== Records for processing ==

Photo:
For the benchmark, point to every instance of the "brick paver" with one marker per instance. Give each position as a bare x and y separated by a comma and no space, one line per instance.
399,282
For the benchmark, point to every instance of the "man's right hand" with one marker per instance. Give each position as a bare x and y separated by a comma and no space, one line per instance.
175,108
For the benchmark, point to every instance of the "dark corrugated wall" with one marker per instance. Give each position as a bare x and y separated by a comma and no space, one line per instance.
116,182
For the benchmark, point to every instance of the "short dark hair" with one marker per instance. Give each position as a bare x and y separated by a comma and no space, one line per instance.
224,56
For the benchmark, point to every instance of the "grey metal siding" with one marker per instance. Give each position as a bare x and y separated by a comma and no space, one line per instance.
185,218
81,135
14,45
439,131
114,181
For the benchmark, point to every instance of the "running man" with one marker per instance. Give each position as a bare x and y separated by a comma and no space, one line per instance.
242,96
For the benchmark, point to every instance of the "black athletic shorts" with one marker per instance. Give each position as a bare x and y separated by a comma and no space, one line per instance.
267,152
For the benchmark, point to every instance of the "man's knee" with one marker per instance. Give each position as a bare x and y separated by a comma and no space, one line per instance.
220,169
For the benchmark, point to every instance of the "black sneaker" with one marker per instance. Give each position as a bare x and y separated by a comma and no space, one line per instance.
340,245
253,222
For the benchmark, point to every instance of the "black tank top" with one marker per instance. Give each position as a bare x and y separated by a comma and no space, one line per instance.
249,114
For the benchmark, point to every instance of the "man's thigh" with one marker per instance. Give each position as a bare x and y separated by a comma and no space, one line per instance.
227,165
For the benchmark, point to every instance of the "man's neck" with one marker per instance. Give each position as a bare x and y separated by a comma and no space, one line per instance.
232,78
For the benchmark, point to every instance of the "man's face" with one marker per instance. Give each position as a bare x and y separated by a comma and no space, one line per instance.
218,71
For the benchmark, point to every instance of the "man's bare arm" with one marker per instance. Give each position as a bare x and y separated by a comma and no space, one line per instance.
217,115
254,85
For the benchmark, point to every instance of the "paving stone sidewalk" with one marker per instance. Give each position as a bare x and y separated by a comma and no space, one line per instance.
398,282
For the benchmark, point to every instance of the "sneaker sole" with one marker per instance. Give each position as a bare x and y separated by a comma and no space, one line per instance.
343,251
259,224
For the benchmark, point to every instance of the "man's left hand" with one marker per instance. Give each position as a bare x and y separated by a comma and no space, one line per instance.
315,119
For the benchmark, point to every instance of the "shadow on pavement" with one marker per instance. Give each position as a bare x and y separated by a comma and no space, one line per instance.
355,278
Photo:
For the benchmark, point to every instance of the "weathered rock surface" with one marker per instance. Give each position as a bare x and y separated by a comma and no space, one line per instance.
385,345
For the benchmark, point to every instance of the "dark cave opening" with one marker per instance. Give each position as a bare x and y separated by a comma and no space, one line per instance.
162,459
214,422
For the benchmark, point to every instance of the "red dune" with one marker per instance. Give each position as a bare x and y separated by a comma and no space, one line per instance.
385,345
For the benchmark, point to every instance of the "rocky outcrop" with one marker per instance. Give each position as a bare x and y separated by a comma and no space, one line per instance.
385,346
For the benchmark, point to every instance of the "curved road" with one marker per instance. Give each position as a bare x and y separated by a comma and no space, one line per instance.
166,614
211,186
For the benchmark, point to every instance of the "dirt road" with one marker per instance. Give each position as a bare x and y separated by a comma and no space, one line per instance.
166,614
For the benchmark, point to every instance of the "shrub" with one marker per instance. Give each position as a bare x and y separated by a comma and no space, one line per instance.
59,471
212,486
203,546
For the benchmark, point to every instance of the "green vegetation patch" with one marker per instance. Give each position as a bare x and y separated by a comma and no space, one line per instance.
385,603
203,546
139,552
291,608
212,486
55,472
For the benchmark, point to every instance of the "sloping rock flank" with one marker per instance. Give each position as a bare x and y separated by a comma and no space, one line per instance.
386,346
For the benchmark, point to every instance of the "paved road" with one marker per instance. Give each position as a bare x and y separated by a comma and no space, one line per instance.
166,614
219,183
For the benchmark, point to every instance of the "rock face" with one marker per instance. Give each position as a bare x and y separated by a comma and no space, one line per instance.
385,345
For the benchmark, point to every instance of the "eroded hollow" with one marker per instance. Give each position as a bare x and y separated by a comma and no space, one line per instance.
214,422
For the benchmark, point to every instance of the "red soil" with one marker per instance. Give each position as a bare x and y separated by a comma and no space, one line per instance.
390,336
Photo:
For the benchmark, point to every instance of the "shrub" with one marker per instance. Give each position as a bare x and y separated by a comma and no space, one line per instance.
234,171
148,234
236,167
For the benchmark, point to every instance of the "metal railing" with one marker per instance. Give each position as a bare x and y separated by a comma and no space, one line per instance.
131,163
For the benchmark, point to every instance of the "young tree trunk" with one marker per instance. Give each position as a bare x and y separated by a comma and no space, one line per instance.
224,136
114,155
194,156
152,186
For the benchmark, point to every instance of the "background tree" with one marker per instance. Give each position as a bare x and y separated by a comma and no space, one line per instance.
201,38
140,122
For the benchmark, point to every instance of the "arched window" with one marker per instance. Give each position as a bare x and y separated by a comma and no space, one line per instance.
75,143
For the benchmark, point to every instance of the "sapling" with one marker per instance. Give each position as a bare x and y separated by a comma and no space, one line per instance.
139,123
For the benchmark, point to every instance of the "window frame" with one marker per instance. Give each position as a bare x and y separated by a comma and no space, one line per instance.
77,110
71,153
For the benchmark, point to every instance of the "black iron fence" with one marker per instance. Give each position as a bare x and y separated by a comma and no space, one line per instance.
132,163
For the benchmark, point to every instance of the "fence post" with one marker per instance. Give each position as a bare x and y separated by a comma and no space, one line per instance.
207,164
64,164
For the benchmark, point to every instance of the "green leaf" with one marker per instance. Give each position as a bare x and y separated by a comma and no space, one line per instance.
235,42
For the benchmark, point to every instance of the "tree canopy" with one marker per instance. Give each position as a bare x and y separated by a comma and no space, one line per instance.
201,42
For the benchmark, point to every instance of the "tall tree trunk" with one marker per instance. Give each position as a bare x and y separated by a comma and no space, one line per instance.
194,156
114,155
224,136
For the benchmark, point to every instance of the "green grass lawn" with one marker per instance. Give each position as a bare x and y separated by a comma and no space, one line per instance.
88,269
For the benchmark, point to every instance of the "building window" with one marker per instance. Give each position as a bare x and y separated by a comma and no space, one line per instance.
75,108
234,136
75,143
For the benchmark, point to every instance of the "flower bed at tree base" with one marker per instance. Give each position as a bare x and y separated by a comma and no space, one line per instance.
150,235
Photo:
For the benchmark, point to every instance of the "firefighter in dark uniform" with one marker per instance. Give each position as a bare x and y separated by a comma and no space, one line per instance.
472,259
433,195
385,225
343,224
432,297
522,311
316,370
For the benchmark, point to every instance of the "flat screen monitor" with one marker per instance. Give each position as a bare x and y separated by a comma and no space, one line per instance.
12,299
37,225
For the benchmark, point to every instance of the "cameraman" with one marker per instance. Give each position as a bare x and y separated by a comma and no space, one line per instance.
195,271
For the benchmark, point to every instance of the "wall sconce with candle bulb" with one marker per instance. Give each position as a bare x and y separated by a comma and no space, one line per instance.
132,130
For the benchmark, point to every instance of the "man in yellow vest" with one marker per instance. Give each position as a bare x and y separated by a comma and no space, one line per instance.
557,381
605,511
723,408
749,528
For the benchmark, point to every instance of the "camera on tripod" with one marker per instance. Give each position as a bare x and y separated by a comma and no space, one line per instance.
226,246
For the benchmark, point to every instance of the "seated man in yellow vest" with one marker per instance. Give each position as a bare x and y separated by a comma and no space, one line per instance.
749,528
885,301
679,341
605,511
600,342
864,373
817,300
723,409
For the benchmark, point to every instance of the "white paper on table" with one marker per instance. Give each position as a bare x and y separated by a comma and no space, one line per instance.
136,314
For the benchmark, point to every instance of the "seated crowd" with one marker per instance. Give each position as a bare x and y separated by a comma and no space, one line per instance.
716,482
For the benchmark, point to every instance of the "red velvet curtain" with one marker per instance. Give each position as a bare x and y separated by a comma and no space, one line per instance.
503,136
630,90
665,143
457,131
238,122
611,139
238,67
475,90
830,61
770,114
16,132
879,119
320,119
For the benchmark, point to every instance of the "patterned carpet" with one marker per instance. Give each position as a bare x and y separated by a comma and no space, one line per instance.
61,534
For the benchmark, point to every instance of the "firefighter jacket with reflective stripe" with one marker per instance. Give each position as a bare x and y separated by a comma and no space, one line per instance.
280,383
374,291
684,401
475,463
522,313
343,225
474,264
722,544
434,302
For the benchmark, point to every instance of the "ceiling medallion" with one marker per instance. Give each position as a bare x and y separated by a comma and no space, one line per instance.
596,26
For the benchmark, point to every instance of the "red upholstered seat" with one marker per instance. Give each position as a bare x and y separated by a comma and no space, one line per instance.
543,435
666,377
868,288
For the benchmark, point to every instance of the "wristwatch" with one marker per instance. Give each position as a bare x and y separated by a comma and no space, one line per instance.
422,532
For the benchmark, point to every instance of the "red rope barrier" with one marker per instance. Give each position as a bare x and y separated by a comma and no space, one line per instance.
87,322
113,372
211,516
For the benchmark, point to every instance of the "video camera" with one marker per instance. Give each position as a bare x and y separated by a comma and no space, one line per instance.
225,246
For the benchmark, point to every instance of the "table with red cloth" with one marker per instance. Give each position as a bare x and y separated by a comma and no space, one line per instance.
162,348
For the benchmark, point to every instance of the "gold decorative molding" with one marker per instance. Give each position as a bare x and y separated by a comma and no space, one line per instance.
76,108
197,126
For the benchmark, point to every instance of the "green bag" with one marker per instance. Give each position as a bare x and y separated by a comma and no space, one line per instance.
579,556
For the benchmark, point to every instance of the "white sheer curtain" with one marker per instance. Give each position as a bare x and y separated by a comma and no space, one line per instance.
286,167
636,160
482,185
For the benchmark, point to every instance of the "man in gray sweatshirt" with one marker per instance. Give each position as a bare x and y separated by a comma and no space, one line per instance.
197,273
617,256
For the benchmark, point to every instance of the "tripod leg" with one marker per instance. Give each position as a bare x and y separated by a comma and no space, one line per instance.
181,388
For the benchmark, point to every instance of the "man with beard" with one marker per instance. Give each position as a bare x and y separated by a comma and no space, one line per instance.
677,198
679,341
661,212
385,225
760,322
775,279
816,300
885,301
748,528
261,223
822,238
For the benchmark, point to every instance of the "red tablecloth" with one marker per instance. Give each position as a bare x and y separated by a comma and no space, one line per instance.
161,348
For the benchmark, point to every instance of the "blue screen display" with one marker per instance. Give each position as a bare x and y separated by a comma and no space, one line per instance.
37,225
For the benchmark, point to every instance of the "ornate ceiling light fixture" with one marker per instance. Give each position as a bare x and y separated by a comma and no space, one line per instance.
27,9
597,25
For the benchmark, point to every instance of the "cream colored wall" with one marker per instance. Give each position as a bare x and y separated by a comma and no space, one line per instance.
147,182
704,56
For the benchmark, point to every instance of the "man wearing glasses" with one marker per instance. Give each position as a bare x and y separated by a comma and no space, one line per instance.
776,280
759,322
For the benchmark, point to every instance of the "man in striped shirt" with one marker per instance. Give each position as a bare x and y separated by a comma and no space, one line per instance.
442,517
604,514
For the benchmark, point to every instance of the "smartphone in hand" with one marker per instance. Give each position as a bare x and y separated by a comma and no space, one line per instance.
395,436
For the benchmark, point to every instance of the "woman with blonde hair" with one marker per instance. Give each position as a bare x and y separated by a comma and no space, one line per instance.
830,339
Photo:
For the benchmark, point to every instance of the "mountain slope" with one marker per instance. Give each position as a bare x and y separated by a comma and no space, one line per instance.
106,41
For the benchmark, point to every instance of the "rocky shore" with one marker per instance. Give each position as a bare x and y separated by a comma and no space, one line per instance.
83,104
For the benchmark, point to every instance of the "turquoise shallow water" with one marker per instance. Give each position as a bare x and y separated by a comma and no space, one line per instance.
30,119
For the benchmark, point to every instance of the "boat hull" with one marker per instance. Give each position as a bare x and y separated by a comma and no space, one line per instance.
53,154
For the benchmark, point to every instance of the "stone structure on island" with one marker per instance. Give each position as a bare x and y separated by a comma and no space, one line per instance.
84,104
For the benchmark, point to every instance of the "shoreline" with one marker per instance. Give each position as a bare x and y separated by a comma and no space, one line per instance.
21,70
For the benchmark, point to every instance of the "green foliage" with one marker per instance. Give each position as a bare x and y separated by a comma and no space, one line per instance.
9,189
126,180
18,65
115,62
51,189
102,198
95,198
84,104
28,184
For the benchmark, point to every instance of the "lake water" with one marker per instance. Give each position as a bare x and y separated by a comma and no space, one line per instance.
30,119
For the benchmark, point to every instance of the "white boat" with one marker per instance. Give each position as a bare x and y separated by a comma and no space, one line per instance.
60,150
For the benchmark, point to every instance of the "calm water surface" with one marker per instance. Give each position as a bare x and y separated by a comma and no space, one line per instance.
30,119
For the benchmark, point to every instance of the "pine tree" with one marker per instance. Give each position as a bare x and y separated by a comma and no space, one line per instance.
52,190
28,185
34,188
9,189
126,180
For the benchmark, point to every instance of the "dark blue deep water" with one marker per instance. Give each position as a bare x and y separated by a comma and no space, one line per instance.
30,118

===

What the task requires. Pull out each line of the records above that contains the string "sneaker", and copy those lines without any change.

Reply to the exercise.
For the benchmark, point to every instance of the "black sneaker" with one marker per instance. Give each position as a bare x and y separated by a comma and no space, one line per instance.
For the benchmark, point to every instance of the "sneaker sole" with one marker per instance. Give each position as a bare x and y separated by a comma and no space, one line per instance.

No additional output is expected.